:: Excerpted text
In buying a telescope, there is no magic number or criteria that will be best because different scopes have different uses. Generally, a faster (lower f-ratio) scope will make exposures shorter and guiding easier. But you should also match your focal length to what you are trying to do: wide field or high magnification.

What you say is true, but it is not misleading. A different f-ratio on two scopes of the same apeture indicates different focal length. Longer focal length is greater magnification.

Jupiter and all the planets are very bright, so you do not need to struggle to get enough photons to get an image. I have taken many shots of Jupiter and Saturn at f30 and f40 using a 3x barlow and 4x Powermate on my C-11.
::::
:: Record excerpts
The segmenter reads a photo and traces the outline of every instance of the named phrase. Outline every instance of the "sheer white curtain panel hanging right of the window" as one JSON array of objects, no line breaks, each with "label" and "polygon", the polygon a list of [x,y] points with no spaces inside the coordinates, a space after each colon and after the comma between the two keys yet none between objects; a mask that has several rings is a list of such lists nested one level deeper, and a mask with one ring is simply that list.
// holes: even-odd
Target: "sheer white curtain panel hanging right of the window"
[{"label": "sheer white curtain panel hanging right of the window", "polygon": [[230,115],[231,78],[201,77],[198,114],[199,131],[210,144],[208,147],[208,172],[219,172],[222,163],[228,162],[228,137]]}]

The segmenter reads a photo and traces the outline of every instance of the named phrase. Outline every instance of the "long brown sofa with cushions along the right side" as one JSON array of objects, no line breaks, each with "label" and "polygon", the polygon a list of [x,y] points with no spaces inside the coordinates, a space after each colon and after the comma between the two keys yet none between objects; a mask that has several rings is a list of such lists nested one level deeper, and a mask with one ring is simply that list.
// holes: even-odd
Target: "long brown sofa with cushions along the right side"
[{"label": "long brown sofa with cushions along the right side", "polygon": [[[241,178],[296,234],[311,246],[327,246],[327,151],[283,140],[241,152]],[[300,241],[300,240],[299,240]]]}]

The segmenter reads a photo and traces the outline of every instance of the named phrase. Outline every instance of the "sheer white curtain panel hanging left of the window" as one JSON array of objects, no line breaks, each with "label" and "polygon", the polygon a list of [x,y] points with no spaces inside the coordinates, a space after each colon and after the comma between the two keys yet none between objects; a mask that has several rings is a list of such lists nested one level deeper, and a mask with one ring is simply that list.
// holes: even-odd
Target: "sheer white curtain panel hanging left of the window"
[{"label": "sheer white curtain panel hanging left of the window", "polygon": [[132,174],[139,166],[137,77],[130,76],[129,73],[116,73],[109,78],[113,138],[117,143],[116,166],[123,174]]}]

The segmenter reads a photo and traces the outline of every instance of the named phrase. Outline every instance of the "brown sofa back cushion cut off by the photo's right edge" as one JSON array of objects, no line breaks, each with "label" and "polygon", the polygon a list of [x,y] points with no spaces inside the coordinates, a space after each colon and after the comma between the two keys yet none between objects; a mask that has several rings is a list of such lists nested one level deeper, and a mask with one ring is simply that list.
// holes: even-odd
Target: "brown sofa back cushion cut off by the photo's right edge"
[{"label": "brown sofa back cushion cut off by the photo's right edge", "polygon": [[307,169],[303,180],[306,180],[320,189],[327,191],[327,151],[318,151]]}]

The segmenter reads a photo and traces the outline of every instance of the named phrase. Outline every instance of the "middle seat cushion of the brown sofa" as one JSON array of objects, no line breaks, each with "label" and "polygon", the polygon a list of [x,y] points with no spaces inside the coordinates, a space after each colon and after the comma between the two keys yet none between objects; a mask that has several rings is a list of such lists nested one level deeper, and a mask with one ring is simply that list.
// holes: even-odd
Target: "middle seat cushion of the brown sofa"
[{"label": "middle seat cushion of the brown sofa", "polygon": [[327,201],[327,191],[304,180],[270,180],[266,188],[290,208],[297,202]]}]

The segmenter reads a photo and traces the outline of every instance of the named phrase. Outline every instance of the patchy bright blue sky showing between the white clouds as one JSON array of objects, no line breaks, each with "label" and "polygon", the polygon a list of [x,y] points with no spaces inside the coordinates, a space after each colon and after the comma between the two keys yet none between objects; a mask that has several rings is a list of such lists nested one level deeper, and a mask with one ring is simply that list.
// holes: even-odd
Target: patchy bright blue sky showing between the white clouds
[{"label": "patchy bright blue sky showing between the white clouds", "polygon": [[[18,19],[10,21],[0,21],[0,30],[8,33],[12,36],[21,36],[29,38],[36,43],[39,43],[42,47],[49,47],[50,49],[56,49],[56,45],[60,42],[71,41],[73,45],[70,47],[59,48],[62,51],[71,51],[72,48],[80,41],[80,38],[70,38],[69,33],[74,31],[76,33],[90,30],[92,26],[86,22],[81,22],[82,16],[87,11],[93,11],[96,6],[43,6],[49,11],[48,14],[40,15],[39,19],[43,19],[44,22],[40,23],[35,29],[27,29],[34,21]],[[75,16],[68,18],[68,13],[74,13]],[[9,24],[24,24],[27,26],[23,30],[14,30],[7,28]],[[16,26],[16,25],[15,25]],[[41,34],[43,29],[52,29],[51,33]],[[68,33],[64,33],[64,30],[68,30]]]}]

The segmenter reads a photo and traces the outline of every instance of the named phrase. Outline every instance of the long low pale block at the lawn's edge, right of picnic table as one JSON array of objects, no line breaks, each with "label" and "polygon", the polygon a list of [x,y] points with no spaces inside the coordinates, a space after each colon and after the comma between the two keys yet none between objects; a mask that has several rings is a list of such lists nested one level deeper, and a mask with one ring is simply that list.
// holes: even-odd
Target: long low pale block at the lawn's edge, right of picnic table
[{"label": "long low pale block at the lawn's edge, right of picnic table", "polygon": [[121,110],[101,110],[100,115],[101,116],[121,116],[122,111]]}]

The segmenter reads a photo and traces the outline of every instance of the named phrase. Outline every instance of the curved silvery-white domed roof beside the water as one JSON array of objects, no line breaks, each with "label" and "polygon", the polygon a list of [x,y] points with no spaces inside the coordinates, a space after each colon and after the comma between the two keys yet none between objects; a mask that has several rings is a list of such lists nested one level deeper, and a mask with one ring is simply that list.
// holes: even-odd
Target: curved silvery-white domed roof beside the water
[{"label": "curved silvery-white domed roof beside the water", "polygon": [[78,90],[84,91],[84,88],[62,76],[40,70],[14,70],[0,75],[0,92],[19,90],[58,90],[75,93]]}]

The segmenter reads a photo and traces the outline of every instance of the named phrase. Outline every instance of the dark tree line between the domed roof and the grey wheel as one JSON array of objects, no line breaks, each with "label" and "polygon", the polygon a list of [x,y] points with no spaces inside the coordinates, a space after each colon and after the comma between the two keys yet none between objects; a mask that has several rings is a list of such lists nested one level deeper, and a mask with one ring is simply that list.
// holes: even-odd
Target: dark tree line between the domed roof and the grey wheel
::::
Check your understanding
(1) List the items of optical equipment named in the final paragraph of the telescope discussion.
(2) Based on the telescope discussion, state whether each statement agrees with it, quoting the words that decide it: (a) A faster scope generally shortens exposures. (b) A single f-ratio is best for every telescope purchase. (c) Planets are too dim to gather enough photons easily.
(3) Carry the telescope discussion forward from its last sentence.

Outputs by task
(1) 3x barlow, 4x Powermate, C-11

(2)
(a) Yes: "Generally, a faster (lower f-ratio) scope will make exposures shorter and guiding easier."
(b) No: "there is no magic number or criteria that will be best because different scopes have different uses."
(c) No: "Jupiter and all the planets are very bright, so you do not need to struggle to get enough photons to get an image."

(3)
For CCD imaging, you want to match the magnification to the size of the pixels on the CCD. I have a C-11 (2800mm FL f10) and and ST-10. The ST-10 has 6.8 micron pixels. At f10, that is 0.5 arc seconds per pixel. Imaging at this focal length is very difficult, and often pointless unless your seeing is excellent. If you are interested, I wrote about this in detail on my blog. I typically use a focal reducer that leads to an effective focal length of f5.95 and 0.85 arc sec per pixel. That is doable and I get good magnification on deep space objects with acceptable data collection times.

I also have an NP-101 (101mm FL f5.4) that give me 2.57 arc seconds per pixel. Very good for wide field nebula imaging, not good for high-magnification shots of either the planets or DSOs. There are shots with both on my site.

Also, check out Ron Wodaski's CCD Calculator. It will let you see what different scopes, focal lengths, and cameras produce.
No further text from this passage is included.